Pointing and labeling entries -
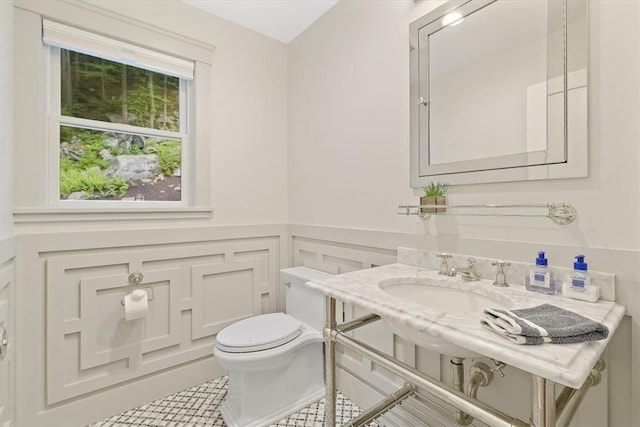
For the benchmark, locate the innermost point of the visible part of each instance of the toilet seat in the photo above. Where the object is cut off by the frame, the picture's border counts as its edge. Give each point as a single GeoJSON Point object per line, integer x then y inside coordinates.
{"type": "Point", "coordinates": [259, 333]}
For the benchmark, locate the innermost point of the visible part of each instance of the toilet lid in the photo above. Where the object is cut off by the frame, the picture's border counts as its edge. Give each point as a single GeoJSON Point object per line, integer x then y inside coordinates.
{"type": "Point", "coordinates": [259, 333]}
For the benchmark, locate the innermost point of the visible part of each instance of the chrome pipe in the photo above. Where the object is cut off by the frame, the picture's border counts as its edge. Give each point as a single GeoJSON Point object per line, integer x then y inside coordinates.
{"type": "Point", "coordinates": [543, 404]}
{"type": "Point", "coordinates": [383, 406]}
{"type": "Point", "coordinates": [570, 399]}
{"type": "Point", "coordinates": [477, 409]}
{"type": "Point", "coordinates": [358, 323]}
{"type": "Point", "coordinates": [330, 363]}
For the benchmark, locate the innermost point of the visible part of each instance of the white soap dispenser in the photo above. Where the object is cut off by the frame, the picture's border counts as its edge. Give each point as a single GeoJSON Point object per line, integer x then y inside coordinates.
{"type": "Point", "coordinates": [578, 283]}
{"type": "Point", "coordinates": [540, 278]}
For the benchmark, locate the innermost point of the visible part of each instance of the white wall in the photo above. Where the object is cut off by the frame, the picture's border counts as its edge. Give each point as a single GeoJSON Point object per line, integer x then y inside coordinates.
{"type": "Point", "coordinates": [78, 360]}
{"type": "Point", "coordinates": [6, 118]}
{"type": "Point", "coordinates": [247, 119]}
{"type": "Point", "coordinates": [349, 158]}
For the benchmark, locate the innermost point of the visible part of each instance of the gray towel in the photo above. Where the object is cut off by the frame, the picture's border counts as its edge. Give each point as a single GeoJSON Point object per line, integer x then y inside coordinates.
{"type": "Point", "coordinates": [541, 324]}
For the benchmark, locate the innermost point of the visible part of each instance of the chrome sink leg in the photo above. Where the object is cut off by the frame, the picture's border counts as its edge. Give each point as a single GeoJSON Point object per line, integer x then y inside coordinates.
{"type": "Point", "coordinates": [330, 365]}
{"type": "Point", "coordinates": [543, 410]}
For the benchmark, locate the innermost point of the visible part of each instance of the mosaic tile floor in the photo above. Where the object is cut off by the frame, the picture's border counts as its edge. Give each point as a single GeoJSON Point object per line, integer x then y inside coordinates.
{"type": "Point", "coordinates": [199, 406]}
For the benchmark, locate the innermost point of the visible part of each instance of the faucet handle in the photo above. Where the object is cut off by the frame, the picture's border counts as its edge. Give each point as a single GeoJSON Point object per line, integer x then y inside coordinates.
{"type": "Point", "coordinates": [501, 276]}
{"type": "Point", "coordinates": [444, 266]}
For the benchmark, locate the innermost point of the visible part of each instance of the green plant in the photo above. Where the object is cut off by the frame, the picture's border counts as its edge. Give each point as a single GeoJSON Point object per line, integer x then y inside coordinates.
{"type": "Point", "coordinates": [169, 157]}
{"type": "Point", "coordinates": [435, 189]}
{"type": "Point", "coordinates": [90, 181]}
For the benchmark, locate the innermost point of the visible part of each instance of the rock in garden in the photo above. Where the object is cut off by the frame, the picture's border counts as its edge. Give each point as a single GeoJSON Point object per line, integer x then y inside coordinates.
{"type": "Point", "coordinates": [106, 154]}
{"type": "Point", "coordinates": [134, 167]}
{"type": "Point", "coordinates": [77, 195]}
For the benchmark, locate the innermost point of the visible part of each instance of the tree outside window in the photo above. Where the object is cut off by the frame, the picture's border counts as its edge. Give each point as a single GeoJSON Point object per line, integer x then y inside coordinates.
{"type": "Point", "coordinates": [122, 131]}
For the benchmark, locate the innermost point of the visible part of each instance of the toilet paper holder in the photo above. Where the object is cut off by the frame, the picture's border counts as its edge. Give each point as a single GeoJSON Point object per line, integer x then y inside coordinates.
{"type": "Point", "coordinates": [135, 279]}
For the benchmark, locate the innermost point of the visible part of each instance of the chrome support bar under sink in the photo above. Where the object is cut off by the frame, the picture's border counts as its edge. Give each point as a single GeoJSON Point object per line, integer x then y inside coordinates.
{"type": "Point", "coordinates": [547, 411]}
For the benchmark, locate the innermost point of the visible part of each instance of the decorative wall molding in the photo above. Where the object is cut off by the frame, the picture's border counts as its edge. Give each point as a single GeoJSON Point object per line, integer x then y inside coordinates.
{"type": "Point", "coordinates": [86, 215]}
{"type": "Point", "coordinates": [90, 346]}
{"type": "Point", "coordinates": [77, 344]}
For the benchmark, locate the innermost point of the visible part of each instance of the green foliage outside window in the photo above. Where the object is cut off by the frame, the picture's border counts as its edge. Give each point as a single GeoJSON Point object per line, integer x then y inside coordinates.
{"type": "Point", "coordinates": [106, 91]}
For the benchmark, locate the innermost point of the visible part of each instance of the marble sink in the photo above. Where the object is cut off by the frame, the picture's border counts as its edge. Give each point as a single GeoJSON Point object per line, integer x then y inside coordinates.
{"type": "Point", "coordinates": [438, 294]}
{"type": "Point", "coordinates": [443, 314]}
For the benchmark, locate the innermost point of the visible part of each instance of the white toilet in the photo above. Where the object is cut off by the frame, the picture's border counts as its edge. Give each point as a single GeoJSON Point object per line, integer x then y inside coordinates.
{"type": "Point", "coordinates": [275, 361]}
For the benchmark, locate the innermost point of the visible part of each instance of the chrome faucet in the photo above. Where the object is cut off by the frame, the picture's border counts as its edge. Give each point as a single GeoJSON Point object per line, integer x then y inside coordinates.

Directions for this task - The listing above must be printed again exactly, minus its pictures.

The result -
For the benchmark, locate the innermost point of the visible part of each instance of the toilet seat in the photo above. Where the object is cut off by the frame, the picture's border counts as its edge. Give each point as a single GeoJSON Point object per line, integer x then y inside coordinates.
{"type": "Point", "coordinates": [259, 333]}
For the benchmark, locate the innermost point of the visible part of each instance of the toilet lid in the photo above. Where the object is cut off by the frame, the picture's border counts as its edge. Give each point as a single GeoJSON Point object per line, integer x then y inside coordinates.
{"type": "Point", "coordinates": [259, 333]}
For the benchmark, locate the innermost point of the visible part of each instance of the chrome pipe in the photo above. Where the object is cut off by the frame, the picture's border counts as its edge. Give each point as a single GeoJSON Point object per line, integer x then y inside coordinates.
{"type": "Point", "coordinates": [543, 404]}
{"type": "Point", "coordinates": [383, 406]}
{"type": "Point", "coordinates": [570, 399]}
{"type": "Point", "coordinates": [477, 409]}
{"type": "Point", "coordinates": [358, 323]}
{"type": "Point", "coordinates": [330, 363]}
For the benchmark, locate the innermost point of the visible part of each instance of the white soap dispenser in the photo above. Where the object is cut off by the frame, the picture's border counts as its edge. Give each point as a single GeoJSON Point object per line, integer x then y inside coordinates.
{"type": "Point", "coordinates": [578, 283]}
{"type": "Point", "coordinates": [540, 278]}
For the benchmark, locate the innermost point of the visible part of each instance of the white wall in the photo above. Where the object is cut off by the frame, the picture's border counts as its edge. Give each point as a single GeoJSON Point object per line, integer x then y inside coordinates.
{"type": "Point", "coordinates": [78, 360]}
{"type": "Point", "coordinates": [6, 118]}
{"type": "Point", "coordinates": [247, 119]}
{"type": "Point", "coordinates": [349, 158]}
For the benchmark, locate the innermost point of the visible part of each instance of the gray towel in the photo above. Where the object is cut off by the frame, the picture's border counts as its edge. Give each point as a single GeoJSON Point object per line, integer x then y inside coordinates.
{"type": "Point", "coordinates": [541, 324]}
For the benchmark, locate the innermost point of the visible part of each instance of the chrome sink leg in the photo above. Where the object is cut off by the frame, the picture's border counts as its edge. Give each point as a single GeoJSON Point object per line, integer x then y inside coordinates.
{"type": "Point", "coordinates": [330, 365]}
{"type": "Point", "coordinates": [543, 410]}
For the benchmark, locate the innermost point of the visible part of each instance of the mosaic tile floor in the photo above. Where the object is cut off by the frame, the picture's border counts as its edge. Give each point as a single GeoJSON Point object per line, integer x then y inside coordinates.
{"type": "Point", "coordinates": [199, 406]}
For the benchmark, locate the innermost point of the visible part of each instance of the faucet handle in the photo above. Where the object is cut off by the frame, the picture's border counts as its edge. Give each point as a single GeoJSON Point object per line, integer x then y inside coordinates.
{"type": "Point", "coordinates": [501, 276]}
{"type": "Point", "coordinates": [444, 266]}
For the benchmark, locate the innermost point of the visible part of each instance of the green plant in the photo above. Where the object is cut off by the frame, the picture's border counts as its edge. Give each point as a single GeoJSON Point object per line, integer x then y inside coordinates.
{"type": "Point", "coordinates": [169, 157]}
{"type": "Point", "coordinates": [435, 189]}
{"type": "Point", "coordinates": [90, 181]}
For the benchmark, locate the innermost point of the visible part of each instance of the rock in garden in the photo above. Where the object is cut off by the frame, the picture's border counts as its edge. Give each point as a single GeoJSON Point object per line, integer x then y inside coordinates.
{"type": "Point", "coordinates": [106, 154]}
{"type": "Point", "coordinates": [134, 167]}
{"type": "Point", "coordinates": [77, 195]}
For the benchmark, locate the innermost point of the visible part of each instance of the tree outside window in the photo above. Where the object is cut off by the frame, the picture's border counts as its edge. Give each point as a single GeoJSON Point object per line, integer x then y inside coordinates.
{"type": "Point", "coordinates": [122, 131]}
For the benchmark, locate the innermost point of the visible part of each instance of the toilet paper holder in the photo above. Where the object is cut off by the frame, the picture's border counts as its edge. Give each point as a single GeoJSON Point object per line, integer x then y inside coordinates.
{"type": "Point", "coordinates": [135, 279]}
For the benchmark, locate the innermost point of the visible part of each instance of the chrome support bar under sink in the photo above. Where the object is cut off by the frame, the picture's border counts as its edge. Give each point as a single GeoJSON Point object per line, integer x then y inside coordinates.
{"type": "Point", "coordinates": [547, 411]}
For the benchmark, locate the innermost point of the visible part of each instance of the decorative wall molding in the photo above. Where the object is cut off by the frame, the picture's border counts as its edge. Give each point as a single GeoJSON Point object per line, integer x then y inside coordinates.
{"type": "Point", "coordinates": [86, 215]}
{"type": "Point", "coordinates": [90, 346]}
{"type": "Point", "coordinates": [77, 344]}
For the benchmark, locate the innermost point of the visible part of each instance of the green foliage outside window in the photo above. Where the object is cut off by the frame, the picture's border counts as its edge. Give each point as a single GeoJSON Point object per line, integer x then y inside coordinates.
{"type": "Point", "coordinates": [106, 91]}
For the benchmark, locate the innermost point of the visible part of each instance of the marble sink in the photo above. Where the object is cut off by the frame, the picture's border counts as its edge. Give each point as a single GeoJSON Point object per line, integer x then y inside coordinates.
{"type": "Point", "coordinates": [438, 294]}
{"type": "Point", "coordinates": [443, 314]}
For the benchmark, locate the innermost point of the visible part of each instance of the white toilet in the photo above. Where the object is cut off by the frame, the picture's border counts as its edge. Give each point as a single GeoJSON Point object per line, integer x then y inside coordinates.
{"type": "Point", "coordinates": [275, 361]}
For the benchmark, locate the innermost point of the visible part of each instance of the chrome faucet in the photo above. Where the object is cut off by the frame, the picture's border counts as its edge. Give each point as a single GeoJSON Point object per line, integer x then y inside coordinates.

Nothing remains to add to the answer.